READING TEXT:
# new to dog showing



## aggirl099 (Aug 17, 2011)

i have i think is 12 week old male german shepherd puppy i would like to show can i get and tips and suggestions how to get started


----------



## Andaka (Jun 29, 2003)

Join a dog club and go to some training classes.

German Shepherd Dog Club of America - Information and resources for owners of German Shepherd Dogs and Puppies Website for the German Shepherd Dog Club of America.


----------



## Castlemaid (Jun 29, 2006)

You think he is 12 weeks old? Did he come with papers?


----------



## aggirl099 (Aug 17, 2011)

yes he did


----------



## aggirl099 (Aug 17, 2011)

he is also akc registered too i also plan on breeding him also when he gets older


----------



## Andaka (Jun 29, 2003)

Maybe your breeder can help you with show tips?


----------



## ninemaplefarm (Mar 2, 2010)

My pup is 13 weeks and I just started breed handling class at a local dog training facility! It has been very fun and extremely informative! Good luck!


----------



## aggirl099 (Aug 17, 2011)

ok and i would like to say you guys are one of the nicest people of this german shepherd forums


----------



## wyominggrandma (Jan 2, 2011)

You posted on another part of the forum about your 12 week old puppy that screams in the crate or when he is put outside with 3 or 4 other adult dogs. You also stated that you got this puppy as a foster because the breeder had to foster the puppies out because she could not sell them and the female was pregnant again. I imagine this puppy is probably not truly show quality because a good show breeder does not have to foster out their puppies because they can't sell them, nor do they keep breeding when they haven't sold the first litter. I know you said is AKC registered, but that does not mean he are show quality and especially breeding quality. Does the puppy have both testicles? Are you going to be able to socialize him to get him ready for shows? He needs to start socializing now, going to parks and malls and anyplace that you can take him so he gets used to noise and people and crowds. Putting him in a backyard with adult dogs is not going to get him ready for shows. He will need to be eating a premium food to keep his coat in good shape.

PROVIDED DATA:

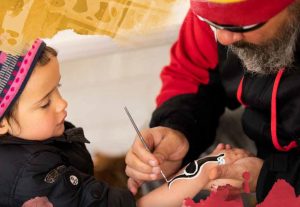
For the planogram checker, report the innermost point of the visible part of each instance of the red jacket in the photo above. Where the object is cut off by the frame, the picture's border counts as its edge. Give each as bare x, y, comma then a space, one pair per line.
204, 78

PROBLEM DESCRIPTION:
Answer these from the forum thread about showing a puppy:
(a) What class did ninemaplefarm start with a 13-week-old pup?
(b) What registration does aggirl099 say the puppy has?
(c) What does wyominggrandma say the puppy will need to eat to keep his coat in good shape?

ANSWER FOR THE TASK:
(a) A breed handling class at a local dog training facility.
(b) AKC registration.
(c) A premium food.